COMPLETE THE FOLLOWING:
**a.** From the passage on interracial marriage laws, copy the part that opens with the words containing "The rule voiding" and closes with "invalid by statute.".
**b.** Please name every state that the passage on interracial marriage laws says declares, by statute, that such marriages are invalid.
**c.** Write the next part of the passage on interracial marriage laws, picking up after its final sentence.

** START QUOTED TEXT **

And the penalties under these statutes can be quite severe — ten years imprisonment in Florida or North Carolina. Georgia, South Carolina, and other states impose criminal penalties upon anyone issuing a license to a miscegenetic couple or performing their marriage ceremony. Virginia levies a fine on anyone performing such a marriage ceremony “of which the informer shall have one half.” Because these laws make the proscribed marriages void, a spouse may be prevented from inheriting from his or her mate by other heirs who prove the forbidden interracial nature of the marriage; spouses have even lost the right to workmen’s compensation benefits otherwise payable. In many states, children of such marriages are declared illegitimate and are thereby prevented from inheriting under intestacy laws.
Mississippi, not surpassed in its crusade to maintain segregation, has a unique law supplementing its ban on interracial marriage, making a crime the publication for “general information, arguments or suggestions in favor of social equality or of intermarriage between whites and Negroes,” and punishing the violator by imprisonment or fine or both. This law could be invoked against me for writing this article, or the Atlantic Monthly for printing it.
The rule voiding miscegenetic marriages creates another disturbing problem. A mixed couple legally marries in a state where their marriage is valid, and later, quite innocently, enters a state with a miscegenation statute. This couple would be subject to criminal prosecution for miscegenation, fornication, or cohabitation in the state which will not recognize the validity of their marriage even though it was valid where celebrated. Delaware, Louisiana, Mississippi, Tennessee, and Texas actually declare such marriages invalid by statute.
Is it not alarming to know that in 1965 the new U.S. congresswoman from Hawaii, who is of Japanese descent, and her Caucasian husband could be criminally prosecuted under Virginia law if they were to reside there while Congress is in session? These laws are completely contrary to the undeniable trend in this country to ensure Negroes equality under the law. They continue to exist even though the Fourteenth Amendment was intended to eliminate racial discrimination fostered by state legislation. Yet, surprisingly, fifteen state supreme courts and several lower federal tribunals have upheld these laws. Only the Alabama Supreme Court in 1872 (which reversed itself in 1877) and the California Supreme Court in 1948 have declared miscegenation statutes unconstitutional.

** END QUOTED TEXT **
** START SUPPLIED DATA **

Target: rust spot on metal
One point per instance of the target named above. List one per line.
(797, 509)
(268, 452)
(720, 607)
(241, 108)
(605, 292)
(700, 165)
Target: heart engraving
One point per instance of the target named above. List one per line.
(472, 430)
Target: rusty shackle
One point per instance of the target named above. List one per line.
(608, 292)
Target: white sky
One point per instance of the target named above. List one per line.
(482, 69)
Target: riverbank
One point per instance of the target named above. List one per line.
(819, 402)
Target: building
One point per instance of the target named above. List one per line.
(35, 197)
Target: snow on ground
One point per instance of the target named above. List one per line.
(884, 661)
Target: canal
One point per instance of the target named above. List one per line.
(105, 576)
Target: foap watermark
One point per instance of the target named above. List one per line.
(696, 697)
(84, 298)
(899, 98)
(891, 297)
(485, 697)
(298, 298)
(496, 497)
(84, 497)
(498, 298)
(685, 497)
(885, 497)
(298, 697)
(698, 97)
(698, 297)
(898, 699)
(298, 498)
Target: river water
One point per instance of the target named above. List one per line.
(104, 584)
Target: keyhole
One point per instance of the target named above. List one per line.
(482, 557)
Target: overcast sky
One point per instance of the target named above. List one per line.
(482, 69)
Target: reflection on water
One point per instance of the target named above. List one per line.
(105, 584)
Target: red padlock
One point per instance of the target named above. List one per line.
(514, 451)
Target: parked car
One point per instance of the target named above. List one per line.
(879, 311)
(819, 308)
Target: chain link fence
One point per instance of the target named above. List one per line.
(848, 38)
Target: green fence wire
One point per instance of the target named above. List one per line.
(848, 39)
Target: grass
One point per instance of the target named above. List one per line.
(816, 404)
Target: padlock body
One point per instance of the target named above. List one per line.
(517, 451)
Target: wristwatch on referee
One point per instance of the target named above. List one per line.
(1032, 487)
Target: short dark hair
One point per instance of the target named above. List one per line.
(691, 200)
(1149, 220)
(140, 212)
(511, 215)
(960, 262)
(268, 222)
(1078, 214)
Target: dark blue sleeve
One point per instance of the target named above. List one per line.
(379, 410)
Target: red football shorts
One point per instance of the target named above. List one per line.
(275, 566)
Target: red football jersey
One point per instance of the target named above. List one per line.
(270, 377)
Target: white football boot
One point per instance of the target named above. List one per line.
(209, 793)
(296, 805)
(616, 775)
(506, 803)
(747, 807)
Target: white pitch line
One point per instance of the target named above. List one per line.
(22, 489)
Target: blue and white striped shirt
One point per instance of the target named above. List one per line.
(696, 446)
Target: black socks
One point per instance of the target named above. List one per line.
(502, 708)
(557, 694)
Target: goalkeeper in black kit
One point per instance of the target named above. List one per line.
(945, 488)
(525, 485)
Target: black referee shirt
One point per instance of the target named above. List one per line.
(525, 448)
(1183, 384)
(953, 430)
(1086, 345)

** END SUPPLIED DATA **

ANSWERS TO THE TASKS:
**a.**
The rule voiding miscegenetic marriages creates another disturbing problem. A mixed couple legally marries in a state where their marriage is valid, and later, quite innocently, enters a state with a miscegenation statute. This couple would be subject to criminal prosecution for miscegenation, fornication, or cohabitation in the state which will not recognize the validity of their marriage even though it was valid where celebrated. Delaware, Louisiana, Mississippi, Tennessee, and Texas actually declare such marriages invalid by statute.

**b.** Delaware, Louisiana, Mississippi, Tennessee, Texas

**c.**
WHAT are the legal issues? How does a state justify making a marriage between two competent, consenting adults a crime solely because one is Negro and the other white?
Some decisions without any reasoning sanction the statutes simply by referring to “laws” of nature or of God which interdict amalgamation of the races. In an early decision, the Missouri Supreme Court approved a miscegenation law because of the “well authenticated fact” that the issue of miscegenetic marriages “cannot possibly have any progeny and such a fact sufficiently justifies those laws which forbid the intermarriage of blacks and whites. . . .” This “fact” is pure fiction.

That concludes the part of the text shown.